** Task requirements **
Once you reach the line that contains "# drop a dot on each instance of the plant", retype it and each later line exactly as written, stopping only at the end of the listing.

** Data in this exercise **
Content starts

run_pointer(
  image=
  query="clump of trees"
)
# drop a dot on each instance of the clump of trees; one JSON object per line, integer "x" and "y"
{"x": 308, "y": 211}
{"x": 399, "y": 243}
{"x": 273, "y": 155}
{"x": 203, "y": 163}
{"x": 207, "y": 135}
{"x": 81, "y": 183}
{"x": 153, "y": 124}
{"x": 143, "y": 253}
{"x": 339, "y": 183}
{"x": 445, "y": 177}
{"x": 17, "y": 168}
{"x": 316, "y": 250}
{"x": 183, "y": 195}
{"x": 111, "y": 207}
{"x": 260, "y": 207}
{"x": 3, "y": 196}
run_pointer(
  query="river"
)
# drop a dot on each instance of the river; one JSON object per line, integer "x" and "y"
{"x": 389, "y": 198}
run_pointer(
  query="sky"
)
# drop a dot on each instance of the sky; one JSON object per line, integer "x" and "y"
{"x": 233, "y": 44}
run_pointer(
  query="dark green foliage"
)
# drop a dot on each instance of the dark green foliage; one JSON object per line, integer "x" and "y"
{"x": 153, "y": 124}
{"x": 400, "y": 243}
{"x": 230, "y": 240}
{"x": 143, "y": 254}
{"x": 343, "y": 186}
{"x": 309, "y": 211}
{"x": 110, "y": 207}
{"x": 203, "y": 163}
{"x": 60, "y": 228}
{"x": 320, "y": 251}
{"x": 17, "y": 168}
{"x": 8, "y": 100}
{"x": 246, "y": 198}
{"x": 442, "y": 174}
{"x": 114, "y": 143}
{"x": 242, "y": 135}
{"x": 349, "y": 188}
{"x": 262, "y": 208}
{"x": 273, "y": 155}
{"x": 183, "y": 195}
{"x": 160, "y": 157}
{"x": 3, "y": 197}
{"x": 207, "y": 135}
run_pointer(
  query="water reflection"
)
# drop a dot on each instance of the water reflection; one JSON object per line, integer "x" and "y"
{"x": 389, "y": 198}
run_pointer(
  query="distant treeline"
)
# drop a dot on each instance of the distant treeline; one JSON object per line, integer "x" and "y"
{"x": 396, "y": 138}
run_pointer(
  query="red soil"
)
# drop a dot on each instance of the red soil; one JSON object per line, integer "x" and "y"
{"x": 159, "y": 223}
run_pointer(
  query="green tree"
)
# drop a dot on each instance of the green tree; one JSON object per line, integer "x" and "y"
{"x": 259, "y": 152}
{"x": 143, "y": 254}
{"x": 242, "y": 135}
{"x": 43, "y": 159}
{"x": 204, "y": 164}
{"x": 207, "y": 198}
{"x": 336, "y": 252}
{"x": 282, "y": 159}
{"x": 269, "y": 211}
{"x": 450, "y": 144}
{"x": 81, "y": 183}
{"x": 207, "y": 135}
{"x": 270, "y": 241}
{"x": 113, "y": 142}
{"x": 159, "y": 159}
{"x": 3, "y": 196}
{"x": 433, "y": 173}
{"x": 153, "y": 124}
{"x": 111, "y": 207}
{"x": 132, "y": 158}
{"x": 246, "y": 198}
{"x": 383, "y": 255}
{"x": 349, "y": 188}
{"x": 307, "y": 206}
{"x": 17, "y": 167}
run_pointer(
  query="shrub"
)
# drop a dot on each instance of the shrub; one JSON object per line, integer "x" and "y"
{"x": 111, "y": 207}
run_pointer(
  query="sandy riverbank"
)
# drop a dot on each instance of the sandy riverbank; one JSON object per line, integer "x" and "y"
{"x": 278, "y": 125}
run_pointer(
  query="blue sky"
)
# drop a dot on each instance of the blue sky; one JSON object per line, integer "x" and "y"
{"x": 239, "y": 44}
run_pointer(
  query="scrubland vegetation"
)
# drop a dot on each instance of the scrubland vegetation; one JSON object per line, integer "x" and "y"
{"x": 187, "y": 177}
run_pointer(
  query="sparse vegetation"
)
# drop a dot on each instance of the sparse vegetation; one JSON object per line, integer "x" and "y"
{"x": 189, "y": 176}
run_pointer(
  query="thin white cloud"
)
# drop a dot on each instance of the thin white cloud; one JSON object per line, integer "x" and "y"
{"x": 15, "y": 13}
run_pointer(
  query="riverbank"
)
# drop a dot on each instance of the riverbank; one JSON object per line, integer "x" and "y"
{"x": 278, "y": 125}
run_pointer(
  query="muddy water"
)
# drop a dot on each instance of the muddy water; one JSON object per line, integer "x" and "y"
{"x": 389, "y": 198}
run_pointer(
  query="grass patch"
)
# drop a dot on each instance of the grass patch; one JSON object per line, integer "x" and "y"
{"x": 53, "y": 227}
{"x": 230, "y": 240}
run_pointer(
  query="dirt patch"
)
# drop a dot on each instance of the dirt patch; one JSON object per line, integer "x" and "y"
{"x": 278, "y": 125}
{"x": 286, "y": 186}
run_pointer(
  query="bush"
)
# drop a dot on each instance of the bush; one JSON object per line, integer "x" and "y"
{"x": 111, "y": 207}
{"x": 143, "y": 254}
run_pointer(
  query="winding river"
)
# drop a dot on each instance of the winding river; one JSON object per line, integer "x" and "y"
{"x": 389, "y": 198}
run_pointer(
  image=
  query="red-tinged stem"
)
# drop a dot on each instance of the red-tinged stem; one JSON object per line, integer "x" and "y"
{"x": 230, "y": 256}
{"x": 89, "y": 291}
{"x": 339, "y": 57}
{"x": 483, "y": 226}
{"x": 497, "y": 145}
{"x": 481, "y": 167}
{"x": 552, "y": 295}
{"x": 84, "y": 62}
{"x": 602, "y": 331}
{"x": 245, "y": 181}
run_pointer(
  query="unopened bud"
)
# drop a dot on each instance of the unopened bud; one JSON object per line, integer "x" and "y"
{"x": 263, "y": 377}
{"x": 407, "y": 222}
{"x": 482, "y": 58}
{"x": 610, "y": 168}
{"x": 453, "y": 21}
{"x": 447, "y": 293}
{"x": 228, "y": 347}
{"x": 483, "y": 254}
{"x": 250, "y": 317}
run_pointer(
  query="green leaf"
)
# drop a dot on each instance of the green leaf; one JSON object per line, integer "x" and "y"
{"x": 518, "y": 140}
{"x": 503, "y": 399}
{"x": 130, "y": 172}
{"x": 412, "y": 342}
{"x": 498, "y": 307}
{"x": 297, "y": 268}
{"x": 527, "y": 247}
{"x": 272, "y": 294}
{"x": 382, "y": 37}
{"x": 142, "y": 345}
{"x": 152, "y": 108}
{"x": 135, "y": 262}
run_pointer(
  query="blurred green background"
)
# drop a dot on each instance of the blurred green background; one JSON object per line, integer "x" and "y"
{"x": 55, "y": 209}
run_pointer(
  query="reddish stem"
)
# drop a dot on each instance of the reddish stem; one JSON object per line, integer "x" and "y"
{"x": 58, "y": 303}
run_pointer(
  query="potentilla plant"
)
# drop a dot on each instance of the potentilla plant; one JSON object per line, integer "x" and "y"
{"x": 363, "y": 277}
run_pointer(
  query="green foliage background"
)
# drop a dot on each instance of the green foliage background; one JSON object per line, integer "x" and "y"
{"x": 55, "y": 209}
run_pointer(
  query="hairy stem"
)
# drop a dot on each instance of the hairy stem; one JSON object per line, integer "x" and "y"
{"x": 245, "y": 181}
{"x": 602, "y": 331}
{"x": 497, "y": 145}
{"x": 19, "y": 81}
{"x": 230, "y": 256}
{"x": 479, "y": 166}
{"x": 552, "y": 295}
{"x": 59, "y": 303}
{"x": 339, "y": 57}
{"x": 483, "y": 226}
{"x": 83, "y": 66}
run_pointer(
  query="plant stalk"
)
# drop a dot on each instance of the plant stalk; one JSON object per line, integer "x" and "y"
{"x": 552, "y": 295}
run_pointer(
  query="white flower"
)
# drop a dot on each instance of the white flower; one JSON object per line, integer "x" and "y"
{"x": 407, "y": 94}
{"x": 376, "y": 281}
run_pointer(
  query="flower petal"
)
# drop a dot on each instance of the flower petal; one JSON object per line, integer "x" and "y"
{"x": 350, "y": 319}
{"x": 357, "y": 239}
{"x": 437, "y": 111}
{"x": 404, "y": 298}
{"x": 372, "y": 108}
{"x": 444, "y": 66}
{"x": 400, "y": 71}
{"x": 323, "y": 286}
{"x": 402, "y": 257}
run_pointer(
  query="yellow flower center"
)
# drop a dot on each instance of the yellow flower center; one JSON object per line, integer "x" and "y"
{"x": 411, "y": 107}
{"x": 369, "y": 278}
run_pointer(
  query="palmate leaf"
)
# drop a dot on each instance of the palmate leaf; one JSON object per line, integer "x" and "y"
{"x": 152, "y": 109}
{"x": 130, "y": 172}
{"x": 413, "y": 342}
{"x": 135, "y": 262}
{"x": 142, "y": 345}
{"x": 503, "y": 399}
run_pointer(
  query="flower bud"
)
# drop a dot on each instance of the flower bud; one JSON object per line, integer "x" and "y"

Content ends

** Your solution **
# drop a dot on each instance of the plant stalk; one JSON object per line, integer "x" and "y"
{"x": 552, "y": 295}
run_pointer(
  query="white flower"
)
# drop a dot on each instance of the white flower; one JSON object per line, integer "x" and "y"
{"x": 407, "y": 94}
{"x": 376, "y": 281}
run_pointer(
  query="flower petal"
)
# drop a dot on each instance of the flower petal; one JSON object per line, integer "x" and "y"
{"x": 350, "y": 319}
{"x": 357, "y": 239}
{"x": 437, "y": 111}
{"x": 404, "y": 298}
{"x": 372, "y": 108}
{"x": 444, "y": 66}
{"x": 400, "y": 71}
{"x": 323, "y": 286}
{"x": 402, "y": 257}
run_pointer(
  query="yellow flower center"
)
# drop a dot on each instance of the yellow flower center; one JSON object per line, integer "x" and "y"
{"x": 411, "y": 107}
{"x": 369, "y": 278}
run_pointer(
  query="palmate leaf"
)
# drop a dot on each instance of the palmate leaf; one JSON object per line, integer "x" and "y"
{"x": 152, "y": 109}
{"x": 130, "y": 172}
{"x": 413, "y": 342}
{"x": 135, "y": 262}
{"x": 142, "y": 345}
{"x": 503, "y": 399}
run_pointer(
  query="flower bud"
)
# drop a dot on each instance of the flower bud; one JSON object per line, integer "x" and "y"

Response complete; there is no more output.